* Exercise *
Copy out the stretch of the items that opens with the line containing "If any dark cloud" and closes with the line containing "83, 215, 192, 260", both of those lines included, reproducing every line unchanged.

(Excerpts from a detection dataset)

* START *

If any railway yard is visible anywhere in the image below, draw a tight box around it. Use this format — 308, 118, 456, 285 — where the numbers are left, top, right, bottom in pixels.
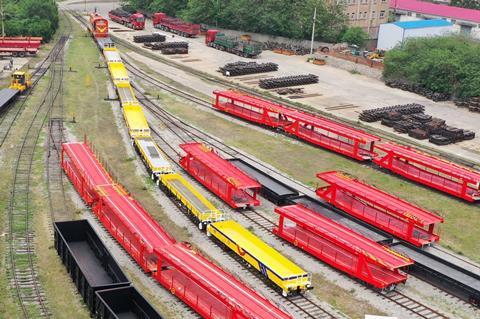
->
0, 0, 480, 319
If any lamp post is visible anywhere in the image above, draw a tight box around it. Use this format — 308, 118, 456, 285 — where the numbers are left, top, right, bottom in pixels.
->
310, 7, 317, 54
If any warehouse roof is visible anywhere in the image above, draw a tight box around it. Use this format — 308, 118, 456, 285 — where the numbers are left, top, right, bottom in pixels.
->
390, 0, 480, 23
393, 19, 453, 29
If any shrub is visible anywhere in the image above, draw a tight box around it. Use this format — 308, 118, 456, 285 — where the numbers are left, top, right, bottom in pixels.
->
383, 36, 480, 98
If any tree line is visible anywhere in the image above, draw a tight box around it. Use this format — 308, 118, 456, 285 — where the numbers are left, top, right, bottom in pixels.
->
383, 36, 480, 98
125, 0, 347, 42
3, 0, 59, 41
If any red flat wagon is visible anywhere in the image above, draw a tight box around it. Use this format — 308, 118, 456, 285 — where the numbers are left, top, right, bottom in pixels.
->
317, 171, 443, 246
180, 143, 261, 208
62, 143, 175, 272
152, 12, 200, 38
213, 91, 380, 161
373, 143, 480, 202
88, 12, 108, 38
153, 243, 292, 319
273, 204, 413, 289
62, 143, 292, 319
0, 37, 42, 57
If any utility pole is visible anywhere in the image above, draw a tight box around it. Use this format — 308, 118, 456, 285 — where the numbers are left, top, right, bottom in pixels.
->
0, 0, 5, 37
310, 7, 317, 54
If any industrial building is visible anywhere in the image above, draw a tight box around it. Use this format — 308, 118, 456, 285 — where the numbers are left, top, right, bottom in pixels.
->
377, 19, 454, 50
390, 0, 480, 39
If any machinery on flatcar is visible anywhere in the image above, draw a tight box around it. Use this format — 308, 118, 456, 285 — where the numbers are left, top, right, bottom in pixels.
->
207, 220, 313, 297
89, 12, 108, 38
10, 71, 32, 92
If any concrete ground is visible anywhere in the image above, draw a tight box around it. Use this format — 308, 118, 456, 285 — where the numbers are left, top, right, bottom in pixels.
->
62, 1, 480, 162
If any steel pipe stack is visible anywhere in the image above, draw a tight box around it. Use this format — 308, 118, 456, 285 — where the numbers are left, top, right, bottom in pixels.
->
133, 34, 166, 43
220, 61, 278, 76
259, 74, 318, 89
151, 42, 188, 50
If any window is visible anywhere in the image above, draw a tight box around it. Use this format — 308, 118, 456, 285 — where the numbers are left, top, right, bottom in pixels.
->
460, 24, 472, 35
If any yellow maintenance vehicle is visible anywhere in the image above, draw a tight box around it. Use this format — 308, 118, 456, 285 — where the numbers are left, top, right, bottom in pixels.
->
10, 71, 32, 92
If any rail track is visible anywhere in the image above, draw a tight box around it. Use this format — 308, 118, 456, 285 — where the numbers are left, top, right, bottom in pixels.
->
68, 11, 472, 319
0, 35, 66, 148
131, 92, 341, 319
6, 12, 71, 318
127, 68, 453, 319
126, 58, 478, 318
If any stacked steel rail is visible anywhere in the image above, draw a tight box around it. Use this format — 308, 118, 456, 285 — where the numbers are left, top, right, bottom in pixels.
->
152, 12, 200, 38
109, 38, 478, 317
70, 11, 316, 318
62, 143, 291, 318
213, 91, 480, 202
116, 55, 480, 318
72, 10, 480, 317
108, 9, 145, 30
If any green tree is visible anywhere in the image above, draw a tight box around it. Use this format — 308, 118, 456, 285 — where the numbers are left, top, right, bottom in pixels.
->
128, 0, 346, 42
342, 27, 368, 48
5, 0, 59, 41
383, 36, 480, 98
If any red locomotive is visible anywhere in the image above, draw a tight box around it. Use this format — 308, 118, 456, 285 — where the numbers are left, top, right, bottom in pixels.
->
89, 12, 108, 38
153, 12, 200, 38
108, 9, 145, 30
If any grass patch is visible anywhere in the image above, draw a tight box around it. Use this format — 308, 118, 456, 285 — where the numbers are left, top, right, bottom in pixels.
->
64, 11, 197, 318
312, 274, 387, 319
151, 93, 480, 262
0, 16, 89, 318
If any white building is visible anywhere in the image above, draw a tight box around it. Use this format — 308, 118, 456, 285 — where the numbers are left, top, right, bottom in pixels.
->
377, 19, 453, 50
390, 0, 480, 39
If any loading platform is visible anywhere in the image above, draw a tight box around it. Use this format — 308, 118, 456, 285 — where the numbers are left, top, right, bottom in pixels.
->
180, 143, 261, 208
229, 158, 298, 205
391, 243, 480, 306
159, 173, 224, 229
316, 171, 443, 246
207, 220, 312, 297
374, 143, 480, 202
213, 91, 380, 161
153, 243, 292, 319
62, 143, 292, 319
273, 205, 413, 289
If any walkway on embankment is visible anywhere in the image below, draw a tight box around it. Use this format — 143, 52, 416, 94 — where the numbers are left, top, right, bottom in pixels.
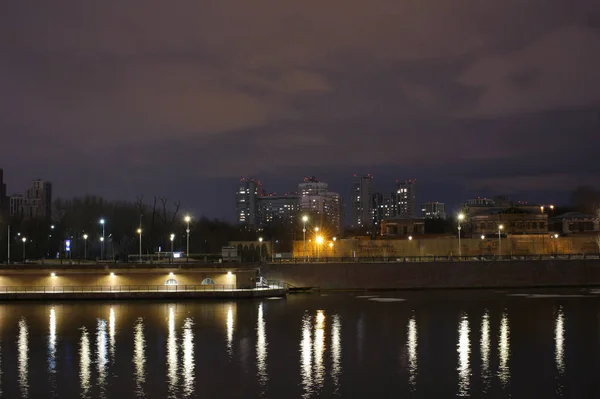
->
0, 286, 287, 300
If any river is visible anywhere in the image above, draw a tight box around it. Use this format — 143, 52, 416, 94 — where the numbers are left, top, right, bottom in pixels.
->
0, 290, 600, 399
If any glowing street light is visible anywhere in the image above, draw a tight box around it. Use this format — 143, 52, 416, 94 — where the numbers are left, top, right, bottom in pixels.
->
137, 229, 142, 262
183, 215, 192, 261
458, 213, 465, 258
302, 215, 308, 262
21, 237, 27, 263
83, 234, 88, 259
315, 236, 323, 262
100, 219, 105, 260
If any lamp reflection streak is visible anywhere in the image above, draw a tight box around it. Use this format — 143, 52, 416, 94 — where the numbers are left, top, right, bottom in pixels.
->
96, 319, 108, 398
48, 308, 56, 374
108, 308, 116, 362
182, 318, 195, 397
133, 318, 146, 398
406, 315, 419, 392
300, 315, 313, 398
256, 302, 269, 386
313, 310, 325, 390
498, 313, 510, 388
17, 318, 29, 398
48, 308, 56, 397
554, 307, 565, 375
479, 310, 491, 393
167, 308, 179, 398
227, 304, 234, 356
457, 314, 471, 396
79, 327, 92, 398
331, 315, 342, 393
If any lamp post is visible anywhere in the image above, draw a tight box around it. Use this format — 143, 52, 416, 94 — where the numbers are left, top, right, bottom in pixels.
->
302, 215, 308, 262
498, 224, 504, 256
138, 229, 142, 262
21, 237, 27, 263
100, 219, 105, 260
183, 215, 192, 261
458, 213, 465, 258
315, 236, 323, 262
83, 234, 88, 259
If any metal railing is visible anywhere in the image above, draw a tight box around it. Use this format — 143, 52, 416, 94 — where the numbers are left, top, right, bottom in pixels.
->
270, 253, 600, 264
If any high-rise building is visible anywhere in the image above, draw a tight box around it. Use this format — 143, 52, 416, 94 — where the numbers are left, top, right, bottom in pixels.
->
10, 179, 52, 220
352, 175, 373, 228
236, 177, 264, 226
372, 192, 398, 227
421, 201, 446, 220
257, 194, 300, 226
298, 176, 342, 233
396, 179, 418, 218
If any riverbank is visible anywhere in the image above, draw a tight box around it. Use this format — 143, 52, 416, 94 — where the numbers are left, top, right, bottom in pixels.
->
0, 265, 287, 300
261, 259, 600, 290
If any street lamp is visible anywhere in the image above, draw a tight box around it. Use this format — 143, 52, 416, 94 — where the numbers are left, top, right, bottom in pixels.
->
183, 215, 192, 261
458, 213, 465, 258
100, 219, 104, 260
498, 224, 504, 256
21, 237, 27, 263
302, 215, 308, 262
315, 236, 323, 262
138, 229, 142, 262
83, 234, 88, 259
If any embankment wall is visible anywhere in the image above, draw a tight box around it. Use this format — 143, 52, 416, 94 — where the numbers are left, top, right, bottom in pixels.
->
262, 259, 600, 289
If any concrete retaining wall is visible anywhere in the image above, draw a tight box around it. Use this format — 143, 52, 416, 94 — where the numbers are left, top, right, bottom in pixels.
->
0, 289, 287, 301
262, 259, 600, 289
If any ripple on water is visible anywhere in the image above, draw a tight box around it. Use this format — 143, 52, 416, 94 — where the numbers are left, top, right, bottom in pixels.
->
369, 298, 406, 302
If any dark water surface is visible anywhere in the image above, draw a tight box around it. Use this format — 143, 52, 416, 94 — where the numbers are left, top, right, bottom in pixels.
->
0, 290, 600, 399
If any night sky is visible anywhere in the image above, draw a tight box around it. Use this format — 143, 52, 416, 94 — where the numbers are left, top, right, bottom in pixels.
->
0, 0, 600, 220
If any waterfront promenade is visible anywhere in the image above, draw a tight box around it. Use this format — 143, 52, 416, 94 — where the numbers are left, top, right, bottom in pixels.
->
0, 264, 287, 300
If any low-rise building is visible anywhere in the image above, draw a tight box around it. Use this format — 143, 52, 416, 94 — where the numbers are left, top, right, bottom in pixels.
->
549, 212, 600, 234
380, 217, 425, 238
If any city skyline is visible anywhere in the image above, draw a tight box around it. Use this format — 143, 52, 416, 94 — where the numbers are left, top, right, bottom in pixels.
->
0, 0, 600, 220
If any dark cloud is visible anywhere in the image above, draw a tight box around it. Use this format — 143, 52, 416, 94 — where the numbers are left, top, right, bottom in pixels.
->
0, 0, 600, 222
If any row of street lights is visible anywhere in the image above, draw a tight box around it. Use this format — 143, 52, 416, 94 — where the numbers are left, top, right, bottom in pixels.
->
83, 215, 192, 260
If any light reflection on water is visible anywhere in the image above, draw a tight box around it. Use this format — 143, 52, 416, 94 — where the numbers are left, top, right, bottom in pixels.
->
457, 313, 471, 396
79, 327, 92, 398
227, 304, 234, 357
0, 297, 600, 399
182, 317, 195, 397
406, 315, 419, 391
331, 314, 342, 394
48, 308, 56, 397
167, 307, 179, 398
108, 307, 116, 362
554, 307, 565, 376
17, 318, 29, 398
313, 310, 325, 391
256, 302, 269, 386
479, 310, 491, 393
133, 318, 146, 398
300, 314, 313, 398
96, 319, 108, 398
498, 313, 510, 388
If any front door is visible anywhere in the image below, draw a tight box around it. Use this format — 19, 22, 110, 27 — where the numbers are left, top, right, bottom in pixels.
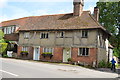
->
33, 47, 40, 60
63, 48, 71, 62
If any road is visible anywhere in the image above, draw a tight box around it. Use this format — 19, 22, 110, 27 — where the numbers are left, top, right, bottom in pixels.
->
0, 58, 118, 78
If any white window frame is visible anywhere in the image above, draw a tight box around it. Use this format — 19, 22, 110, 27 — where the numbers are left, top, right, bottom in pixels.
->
78, 48, 90, 56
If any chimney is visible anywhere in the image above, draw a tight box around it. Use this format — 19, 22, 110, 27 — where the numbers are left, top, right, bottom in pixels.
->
94, 7, 99, 21
73, 0, 84, 16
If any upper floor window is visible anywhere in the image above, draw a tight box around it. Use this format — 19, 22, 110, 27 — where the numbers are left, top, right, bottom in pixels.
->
78, 48, 89, 56
4, 26, 16, 34
82, 30, 88, 38
22, 46, 28, 51
40, 33, 49, 39
24, 32, 30, 39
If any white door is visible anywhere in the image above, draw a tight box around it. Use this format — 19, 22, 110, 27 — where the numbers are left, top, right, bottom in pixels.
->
33, 47, 40, 60
63, 48, 71, 62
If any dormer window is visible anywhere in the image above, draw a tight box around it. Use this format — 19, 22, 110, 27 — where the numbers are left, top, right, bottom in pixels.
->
82, 30, 88, 38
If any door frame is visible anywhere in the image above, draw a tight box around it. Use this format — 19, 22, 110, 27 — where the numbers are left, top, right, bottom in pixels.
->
63, 47, 72, 62
33, 46, 40, 60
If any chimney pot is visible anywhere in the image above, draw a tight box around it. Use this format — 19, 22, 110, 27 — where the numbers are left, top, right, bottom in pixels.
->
73, 0, 84, 16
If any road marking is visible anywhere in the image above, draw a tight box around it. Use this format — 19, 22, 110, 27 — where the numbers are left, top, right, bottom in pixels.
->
0, 70, 18, 77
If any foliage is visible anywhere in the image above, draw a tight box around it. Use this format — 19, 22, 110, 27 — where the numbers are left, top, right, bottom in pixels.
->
0, 43, 8, 54
98, 60, 106, 68
97, 1, 120, 57
0, 39, 5, 43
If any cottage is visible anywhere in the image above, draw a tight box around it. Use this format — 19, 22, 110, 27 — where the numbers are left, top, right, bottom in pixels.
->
2, 0, 110, 65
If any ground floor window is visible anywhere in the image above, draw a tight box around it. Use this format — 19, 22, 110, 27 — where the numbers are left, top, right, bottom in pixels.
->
78, 48, 89, 56
22, 46, 28, 51
43, 48, 53, 53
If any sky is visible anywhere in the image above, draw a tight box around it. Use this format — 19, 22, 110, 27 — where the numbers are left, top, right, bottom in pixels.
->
0, 0, 98, 22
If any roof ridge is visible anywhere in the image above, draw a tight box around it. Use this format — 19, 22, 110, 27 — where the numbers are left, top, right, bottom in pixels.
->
0, 13, 72, 23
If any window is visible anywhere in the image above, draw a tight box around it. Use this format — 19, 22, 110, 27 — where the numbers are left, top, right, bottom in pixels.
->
78, 48, 89, 56
22, 46, 28, 51
40, 33, 49, 39
82, 30, 88, 38
4, 26, 15, 34
24, 32, 30, 39
60, 32, 64, 38
43, 48, 53, 53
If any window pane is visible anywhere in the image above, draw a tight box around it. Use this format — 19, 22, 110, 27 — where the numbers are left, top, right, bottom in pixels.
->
79, 48, 82, 56
86, 48, 89, 55
82, 48, 85, 55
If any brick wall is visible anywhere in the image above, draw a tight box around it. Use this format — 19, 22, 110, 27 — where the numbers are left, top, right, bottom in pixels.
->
71, 48, 97, 65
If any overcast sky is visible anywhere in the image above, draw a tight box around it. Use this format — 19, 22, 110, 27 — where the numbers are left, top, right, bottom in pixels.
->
0, 0, 98, 22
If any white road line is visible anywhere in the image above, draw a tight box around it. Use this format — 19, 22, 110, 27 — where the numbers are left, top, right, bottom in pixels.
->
0, 70, 18, 77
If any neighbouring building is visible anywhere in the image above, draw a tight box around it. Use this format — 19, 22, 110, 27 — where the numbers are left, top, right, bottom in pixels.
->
2, 0, 111, 65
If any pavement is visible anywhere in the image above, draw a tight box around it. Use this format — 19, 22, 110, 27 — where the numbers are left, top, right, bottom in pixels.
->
0, 58, 118, 78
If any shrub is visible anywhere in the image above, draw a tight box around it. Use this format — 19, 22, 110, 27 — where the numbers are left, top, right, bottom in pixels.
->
20, 51, 28, 56
21, 51, 28, 53
0, 43, 8, 54
67, 58, 72, 62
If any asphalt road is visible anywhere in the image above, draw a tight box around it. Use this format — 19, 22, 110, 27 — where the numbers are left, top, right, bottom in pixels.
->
0, 58, 118, 78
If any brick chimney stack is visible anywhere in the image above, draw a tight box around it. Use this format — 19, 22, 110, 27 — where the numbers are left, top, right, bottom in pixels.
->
73, 0, 84, 16
94, 7, 99, 21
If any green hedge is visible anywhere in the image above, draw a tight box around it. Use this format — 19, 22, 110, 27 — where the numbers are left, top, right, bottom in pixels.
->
98, 60, 112, 68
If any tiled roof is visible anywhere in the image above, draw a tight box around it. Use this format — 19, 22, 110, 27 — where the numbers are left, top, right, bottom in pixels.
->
2, 11, 105, 30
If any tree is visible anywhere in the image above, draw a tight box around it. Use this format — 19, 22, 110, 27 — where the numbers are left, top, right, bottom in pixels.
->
0, 30, 8, 55
97, 1, 120, 57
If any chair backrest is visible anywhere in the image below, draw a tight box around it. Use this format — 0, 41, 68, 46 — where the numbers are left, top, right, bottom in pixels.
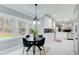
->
35, 38, 45, 46
39, 35, 43, 38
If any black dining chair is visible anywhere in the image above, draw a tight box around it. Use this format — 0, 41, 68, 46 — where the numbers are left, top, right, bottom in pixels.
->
39, 35, 43, 38
22, 38, 33, 55
35, 38, 45, 54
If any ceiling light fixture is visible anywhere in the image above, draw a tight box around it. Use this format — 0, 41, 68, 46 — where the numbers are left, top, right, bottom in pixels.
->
33, 4, 40, 24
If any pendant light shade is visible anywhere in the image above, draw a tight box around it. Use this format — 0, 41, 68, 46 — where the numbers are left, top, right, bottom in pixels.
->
33, 4, 40, 24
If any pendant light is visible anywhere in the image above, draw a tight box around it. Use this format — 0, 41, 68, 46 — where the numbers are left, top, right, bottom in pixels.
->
33, 4, 40, 24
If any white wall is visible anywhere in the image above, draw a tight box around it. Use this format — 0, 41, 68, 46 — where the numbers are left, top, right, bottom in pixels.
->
0, 12, 30, 51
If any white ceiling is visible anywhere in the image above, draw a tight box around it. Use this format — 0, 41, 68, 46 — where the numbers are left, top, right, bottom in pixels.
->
0, 4, 75, 18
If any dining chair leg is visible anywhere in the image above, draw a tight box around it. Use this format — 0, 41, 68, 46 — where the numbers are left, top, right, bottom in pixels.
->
42, 46, 45, 54
22, 47, 25, 55
27, 51, 28, 55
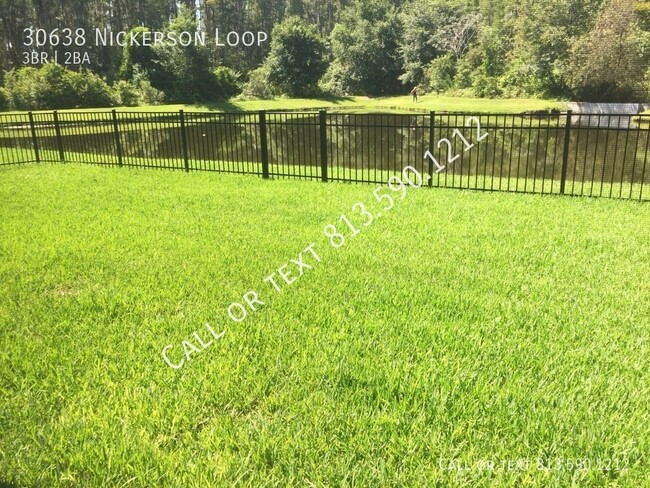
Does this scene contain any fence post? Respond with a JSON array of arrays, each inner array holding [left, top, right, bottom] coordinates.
[[178, 110, 190, 173], [425, 110, 436, 188], [27, 112, 41, 163], [111, 109, 123, 167], [318, 110, 328, 183], [560, 110, 573, 195], [259, 110, 269, 180], [53, 110, 65, 162]]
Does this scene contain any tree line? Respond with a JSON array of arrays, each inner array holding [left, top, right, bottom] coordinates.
[[0, 0, 650, 108]]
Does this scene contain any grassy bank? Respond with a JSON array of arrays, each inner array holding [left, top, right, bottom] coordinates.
[[2, 95, 566, 113], [0, 165, 650, 487]]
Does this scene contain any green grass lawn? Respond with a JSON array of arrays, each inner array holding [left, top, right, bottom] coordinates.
[[0, 164, 650, 487], [2, 95, 566, 114]]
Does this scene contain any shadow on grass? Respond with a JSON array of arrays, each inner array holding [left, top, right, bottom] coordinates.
[[195, 96, 355, 112]]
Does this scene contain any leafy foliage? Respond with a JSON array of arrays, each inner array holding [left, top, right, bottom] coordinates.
[[325, 0, 401, 95], [266, 17, 327, 97]]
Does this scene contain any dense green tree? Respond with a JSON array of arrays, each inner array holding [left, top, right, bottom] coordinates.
[[570, 0, 650, 101], [266, 17, 327, 97], [324, 0, 402, 95], [399, 0, 480, 85]]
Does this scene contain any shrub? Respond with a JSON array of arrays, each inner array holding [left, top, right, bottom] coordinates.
[[113, 80, 140, 107], [5, 63, 115, 110], [5, 67, 45, 110], [472, 73, 502, 98], [35, 63, 81, 109], [243, 66, 280, 98], [213, 66, 242, 100], [0, 88, 11, 111], [425, 54, 456, 92], [138, 79, 165, 105], [68, 70, 116, 108]]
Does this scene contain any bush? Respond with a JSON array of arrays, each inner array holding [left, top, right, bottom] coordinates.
[[5, 63, 115, 110], [139, 79, 165, 105], [242, 66, 280, 98], [472, 73, 502, 98], [69, 70, 116, 108], [0, 88, 11, 111], [113, 80, 140, 107], [425, 54, 456, 92], [213, 66, 242, 100]]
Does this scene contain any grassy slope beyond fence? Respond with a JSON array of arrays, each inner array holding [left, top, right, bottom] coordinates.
[[1, 95, 566, 113], [0, 165, 650, 487]]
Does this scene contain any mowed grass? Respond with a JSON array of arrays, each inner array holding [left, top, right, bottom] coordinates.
[[0, 165, 650, 487]]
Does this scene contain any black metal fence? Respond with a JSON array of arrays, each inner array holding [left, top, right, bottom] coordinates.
[[0, 110, 650, 200]]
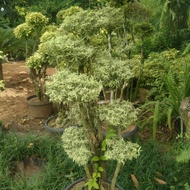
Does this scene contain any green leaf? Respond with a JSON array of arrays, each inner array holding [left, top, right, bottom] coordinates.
[[98, 167, 104, 172], [100, 156, 107, 161], [93, 181, 99, 189], [102, 139, 106, 151], [92, 156, 100, 162], [106, 129, 116, 139]]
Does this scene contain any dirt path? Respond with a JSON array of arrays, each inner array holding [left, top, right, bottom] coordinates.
[[0, 62, 54, 132]]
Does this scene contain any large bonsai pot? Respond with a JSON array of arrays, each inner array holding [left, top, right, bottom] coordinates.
[[26, 95, 53, 118], [65, 178, 123, 190]]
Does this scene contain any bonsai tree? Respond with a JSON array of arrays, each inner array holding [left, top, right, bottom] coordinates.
[[95, 56, 133, 101], [14, 12, 48, 58], [26, 25, 57, 101], [46, 69, 140, 190], [0, 51, 8, 81]]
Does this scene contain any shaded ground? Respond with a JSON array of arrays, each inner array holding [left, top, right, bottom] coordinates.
[[0, 62, 54, 132], [0, 62, 174, 141]]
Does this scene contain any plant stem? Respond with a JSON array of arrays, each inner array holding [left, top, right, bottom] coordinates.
[[83, 164, 92, 180], [80, 105, 96, 153], [110, 162, 122, 190]]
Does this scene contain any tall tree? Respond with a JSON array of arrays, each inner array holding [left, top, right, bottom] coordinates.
[[160, 0, 190, 36]]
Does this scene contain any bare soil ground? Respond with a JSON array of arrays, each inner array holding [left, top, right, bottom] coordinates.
[[0, 61, 171, 141], [0, 61, 54, 133]]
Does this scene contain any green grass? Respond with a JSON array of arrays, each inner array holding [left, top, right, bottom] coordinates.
[[0, 133, 190, 190]]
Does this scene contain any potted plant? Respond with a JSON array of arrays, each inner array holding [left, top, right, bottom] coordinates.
[[95, 56, 133, 101], [46, 69, 140, 190], [26, 52, 53, 118]]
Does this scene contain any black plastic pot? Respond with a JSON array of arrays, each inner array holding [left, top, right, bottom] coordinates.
[[64, 178, 123, 190], [26, 95, 53, 118]]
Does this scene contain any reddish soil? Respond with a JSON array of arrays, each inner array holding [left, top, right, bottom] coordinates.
[[0, 62, 54, 133], [0, 62, 172, 141]]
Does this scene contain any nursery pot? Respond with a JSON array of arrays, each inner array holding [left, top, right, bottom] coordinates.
[[26, 95, 53, 118], [65, 178, 123, 190]]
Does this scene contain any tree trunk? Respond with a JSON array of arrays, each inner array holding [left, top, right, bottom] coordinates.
[[179, 97, 190, 137], [0, 63, 3, 80]]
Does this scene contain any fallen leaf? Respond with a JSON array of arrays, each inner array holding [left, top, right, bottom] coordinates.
[[131, 174, 139, 189], [154, 177, 167, 185]]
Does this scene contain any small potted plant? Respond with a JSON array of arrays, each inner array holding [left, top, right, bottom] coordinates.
[[46, 69, 140, 190], [26, 52, 53, 118]]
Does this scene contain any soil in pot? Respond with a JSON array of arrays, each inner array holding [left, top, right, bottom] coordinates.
[[26, 95, 53, 118]]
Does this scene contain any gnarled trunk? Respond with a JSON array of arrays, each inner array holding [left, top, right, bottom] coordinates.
[[179, 96, 190, 137]]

* END *

* Final result *
If any dark cloud is visible anywhere in the image above, draw a tight box around it. Use this format — 143, 52, 416, 94 — where the numbers are left, top, right, bottom in pixels.
->
0, 0, 600, 222
If any row of street lights is visible anywhere in the image above, draw a tight box around it. Use this format — 143, 52, 416, 94 — where the numbers are left, top, right, bottom in pixels.
->
83, 215, 192, 260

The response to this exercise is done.